## Source material:
* begin *
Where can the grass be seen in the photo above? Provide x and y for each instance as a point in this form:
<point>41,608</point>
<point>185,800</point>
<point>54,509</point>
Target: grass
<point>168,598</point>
* end *
## What you will do:
Please write out every line of the listing above again, requests included, and add -94 to each coordinate in the answers only.

## Reply to the exercise:
Where can the grass be seen in the photo above? Provide x and y for each instance as a point in this form:
<point>41,608</point>
<point>185,800</point>
<point>54,509</point>
Target: grass
<point>74,504</point>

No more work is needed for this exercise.